* [What needs to be done]
Render the portion of the listing that starts at the line containing "job: return the mask of every instance of the green" and runs through the final line of the listing, both ends included, as a Markdown table with columns Row and Line. Put one line per row, number the rows in order, and omit any blank lines.

....................

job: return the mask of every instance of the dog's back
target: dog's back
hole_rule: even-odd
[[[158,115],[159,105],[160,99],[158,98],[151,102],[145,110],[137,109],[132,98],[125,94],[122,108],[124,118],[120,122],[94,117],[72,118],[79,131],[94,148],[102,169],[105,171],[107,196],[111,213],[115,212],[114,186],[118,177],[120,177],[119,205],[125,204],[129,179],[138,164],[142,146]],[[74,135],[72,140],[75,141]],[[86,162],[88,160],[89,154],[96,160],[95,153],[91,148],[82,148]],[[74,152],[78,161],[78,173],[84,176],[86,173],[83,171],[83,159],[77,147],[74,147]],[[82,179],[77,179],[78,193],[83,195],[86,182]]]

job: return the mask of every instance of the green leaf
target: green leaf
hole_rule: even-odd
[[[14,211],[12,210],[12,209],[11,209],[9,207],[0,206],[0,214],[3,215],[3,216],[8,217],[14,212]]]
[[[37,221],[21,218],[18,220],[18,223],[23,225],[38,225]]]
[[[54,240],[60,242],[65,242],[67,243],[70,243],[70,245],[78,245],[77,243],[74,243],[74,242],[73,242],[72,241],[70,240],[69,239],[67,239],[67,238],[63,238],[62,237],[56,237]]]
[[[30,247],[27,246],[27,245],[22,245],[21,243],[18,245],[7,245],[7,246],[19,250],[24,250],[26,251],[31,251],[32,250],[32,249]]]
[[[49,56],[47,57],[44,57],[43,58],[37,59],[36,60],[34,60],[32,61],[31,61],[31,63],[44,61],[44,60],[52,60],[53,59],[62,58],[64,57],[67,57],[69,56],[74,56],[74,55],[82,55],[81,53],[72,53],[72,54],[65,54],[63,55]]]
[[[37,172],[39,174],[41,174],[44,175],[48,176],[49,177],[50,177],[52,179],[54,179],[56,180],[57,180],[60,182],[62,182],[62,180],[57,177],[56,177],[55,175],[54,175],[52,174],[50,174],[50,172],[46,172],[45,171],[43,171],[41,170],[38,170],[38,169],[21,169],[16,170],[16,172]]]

....................

* [Correct answer]
| Row | Line |
|---|---|
| 1 | job: return the mask of every instance of the green leaf |
| 2 | target: green leaf |
| 3 | hole_rule: even-odd |
| 4 | [[[14,211],[12,210],[12,209],[11,209],[9,207],[0,206],[0,214],[3,215],[3,216],[8,217],[14,212]]] |
| 5 | [[[37,221],[21,218],[18,220],[18,223],[23,225],[38,225]]] |
| 6 | [[[54,240],[60,242],[65,242],[67,243],[70,243],[70,245],[78,245],[77,243],[74,243],[74,242],[73,242],[72,241],[70,240],[69,239],[67,239],[67,238],[63,238],[62,237],[56,237]]] |
| 7 | [[[30,247],[27,246],[27,245],[22,245],[21,243],[18,245],[7,245],[7,246],[19,250],[24,250],[26,251],[31,251],[32,250],[32,249]]] |
| 8 | [[[49,56],[47,57],[44,57],[43,58],[37,59],[36,60],[34,60],[32,61],[31,61],[31,63],[44,61],[44,60],[52,60],[53,59],[62,58],[64,57],[67,57],[69,56],[74,56],[74,55],[82,55],[81,53],[72,53],[72,54],[65,54],[63,55]]] |
| 9 | [[[37,172],[39,174],[41,174],[44,175],[48,176],[49,177],[50,177],[52,179],[54,179],[56,180],[57,180],[60,182],[62,182],[62,180],[57,177],[56,177],[55,175],[54,175],[52,174],[50,174],[50,172],[46,172],[45,171],[43,171],[41,170],[38,170],[38,169],[21,169],[16,170],[16,172]]] |